---------- GIVEN RECORDS ----------

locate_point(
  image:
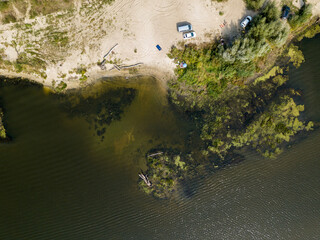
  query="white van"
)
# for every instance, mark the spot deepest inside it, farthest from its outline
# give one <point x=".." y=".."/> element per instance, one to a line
<point x="184" y="28"/>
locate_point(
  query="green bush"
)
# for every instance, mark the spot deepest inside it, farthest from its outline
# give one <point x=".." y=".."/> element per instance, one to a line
<point x="254" y="4"/>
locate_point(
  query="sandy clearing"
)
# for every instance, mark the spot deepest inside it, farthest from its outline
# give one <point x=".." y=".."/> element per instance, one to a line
<point x="137" y="26"/>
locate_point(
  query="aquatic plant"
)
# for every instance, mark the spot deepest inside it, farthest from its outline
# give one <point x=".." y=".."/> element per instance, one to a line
<point x="2" y="129"/>
<point x="164" y="172"/>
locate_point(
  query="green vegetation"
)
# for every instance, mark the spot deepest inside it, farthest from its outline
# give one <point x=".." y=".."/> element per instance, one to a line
<point x="233" y="106"/>
<point x="3" y="134"/>
<point x="100" y="106"/>
<point x="60" y="87"/>
<point x="310" y="32"/>
<point x="82" y="71"/>
<point x="38" y="7"/>
<point x="301" y="17"/>
<point x="212" y="67"/>
<point x="296" y="55"/>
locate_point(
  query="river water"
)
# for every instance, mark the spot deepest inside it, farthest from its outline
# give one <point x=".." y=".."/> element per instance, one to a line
<point x="60" y="178"/>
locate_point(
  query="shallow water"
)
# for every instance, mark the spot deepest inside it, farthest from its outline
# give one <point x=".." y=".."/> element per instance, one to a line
<point x="59" y="179"/>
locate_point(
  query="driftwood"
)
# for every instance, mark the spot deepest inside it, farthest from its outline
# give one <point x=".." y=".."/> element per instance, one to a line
<point x="155" y="154"/>
<point x="110" y="51"/>
<point x="145" y="179"/>
<point x="119" y="67"/>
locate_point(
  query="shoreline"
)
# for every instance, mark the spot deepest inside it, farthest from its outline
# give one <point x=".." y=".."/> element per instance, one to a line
<point x="136" y="39"/>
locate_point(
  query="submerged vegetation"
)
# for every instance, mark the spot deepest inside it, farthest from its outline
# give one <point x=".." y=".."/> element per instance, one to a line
<point x="232" y="99"/>
<point x="3" y="134"/>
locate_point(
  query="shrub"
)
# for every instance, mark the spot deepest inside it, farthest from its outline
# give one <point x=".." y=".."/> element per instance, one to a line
<point x="302" y="17"/>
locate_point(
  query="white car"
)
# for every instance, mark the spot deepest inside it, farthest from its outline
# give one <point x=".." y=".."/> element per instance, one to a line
<point x="189" y="35"/>
<point x="245" y="21"/>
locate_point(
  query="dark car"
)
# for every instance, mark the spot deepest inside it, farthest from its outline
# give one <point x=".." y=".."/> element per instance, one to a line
<point x="285" y="12"/>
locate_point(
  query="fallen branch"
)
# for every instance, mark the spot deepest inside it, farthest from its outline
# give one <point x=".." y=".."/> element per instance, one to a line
<point x="110" y="50"/>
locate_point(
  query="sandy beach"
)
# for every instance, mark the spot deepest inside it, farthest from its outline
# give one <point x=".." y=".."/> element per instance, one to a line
<point x="136" y="26"/>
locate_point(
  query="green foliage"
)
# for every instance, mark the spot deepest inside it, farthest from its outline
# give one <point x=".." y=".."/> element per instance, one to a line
<point x="59" y="39"/>
<point x="259" y="117"/>
<point x="254" y="4"/>
<point x="4" y="5"/>
<point x="164" y="172"/>
<point x="301" y="17"/>
<point x="296" y="55"/>
<point x="2" y="129"/>
<point x="9" y="18"/>
<point x="312" y="31"/>
<point x="212" y="67"/>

----------

■ **WHAT THIS TASK INVOLVES**:
Output all of the records exactly as they appear above, but not the pictures.

■ **OUTPUT**:
locate_point(
  image:
  query="white van"
)
# for every instance, mark the spot deepest inside it, farthest from its outline
# give one <point x=".." y=".."/> element per instance, one to a line
<point x="184" y="28"/>
locate_point(
  query="green bush"
)
# for every instance, mark the spot deepest inside it, farthest from its outline
# give one <point x=".." y=".."/> element per instance, one to a line
<point x="254" y="4"/>
locate_point(
  query="sandy clearing"
)
# for every instance, mark the spot deepest inside it, farthest from its outline
# give one <point x=".." y=".."/> element per instance, one to a line
<point x="137" y="26"/>
locate_point(
  query="aquatic plant"
)
# for every instance, mark the spot deepest inside it, farthest from its outline
# give one <point x=".." y=".."/> element per instance, one to a line
<point x="2" y="129"/>
<point x="164" y="172"/>
locate_point(
  query="green vegetation"
)
# for every instance, mark the spot deepest inside it, farthest from its outline
# give one <point x=".." y=".."/> element per instance, one to a line
<point x="233" y="106"/>
<point x="3" y="134"/>
<point x="100" y="106"/>
<point x="60" y="87"/>
<point x="310" y="32"/>
<point x="82" y="71"/>
<point x="38" y="7"/>
<point x="301" y="17"/>
<point x="212" y="67"/>
<point x="296" y="55"/>
locate_point(
  query="river water"
)
# for every instance, mark the spot deepest inside it, farthest from its outline
# give one <point x=".." y=".."/> element per instance, one to a line
<point x="60" y="178"/>
locate_point(
  query="shallow water"
)
# for every instance, mark the spot deepest inside it, farthest from its outline
# give one <point x=".." y=".."/> element per instance, one to a line
<point x="59" y="179"/>
locate_point(
  query="driftwood"
)
# for every instance, mark the spot deepest inside it, farthest from its outline
# give one <point x=".." y=".."/> element per instance, one to a line
<point x="155" y="154"/>
<point x="110" y="51"/>
<point x="145" y="179"/>
<point x="119" y="67"/>
locate_point(
  query="shoreline"
)
# for every instance, mark the spot deepest inside it, farthest from its outline
# give one <point x=".." y=".."/> element per instance, one to a line
<point x="136" y="39"/>
locate_point(
  query="submerged vegetation"
)
# for every instance, mark the spot deepest inside it, farthest from its outline
# give one <point x=".." y=".."/> element per instance, one to a line
<point x="232" y="99"/>
<point x="3" y="134"/>
locate_point(
  query="shrub"
)
# for every instance, mark the spot deepest inside it, farthest from its outline
# give one <point x=".." y=".."/> element per instance, one to a line
<point x="302" y="17"/>
locate_point(
  query="white car"
)
# for every instance, mark the spot deepest inside it, farthest from its outline
# give one <point x=".." y=".."/> element per instance, one to a line
<point x="189" y="35"/>
<point x="245" y="21"/>
locate_point(
  query="dark car"
)
# for every instance, mark the spot deepest inside it, farthest from its outline
# give one <point x=".." y=".."/> element per instance, one to a line
<point x="285" y="12"/>
locate_point(
  query="fallen branch"
)
# for every instance, mark the spot deepest inside it, farthest from its outline
# give one <point x=".." y=".."/> element per instance, one to a line
<point x="110" y="50"/>
locate_point(
  query="sandy beach"
)
# for every instance, mark the spot deepest inside it, farthest from its outline
# give one <point x=".." y=".."/> element per instance, one to a line
<point x="136" y="26"/>
locate_point(
  query="green foliage"
)
# for every instance, mark the spot deepest inside it, farthest from its outline
# give one <point x=".." y=".."/> element per instance, one to a line
<point x="59" y="39"/>
<point x="259" y="117"/>
<point x="254" y="4"/>
<point x="4" y="5"/>
<point x="164" y="172"/>
<point x="301" y="17"/>
<point x="296" y="55"/>
<point x="2" y="129"/>
<point x="9" y="18"/>
<point x="312" y="31"/>
<point x="212" y="67"/>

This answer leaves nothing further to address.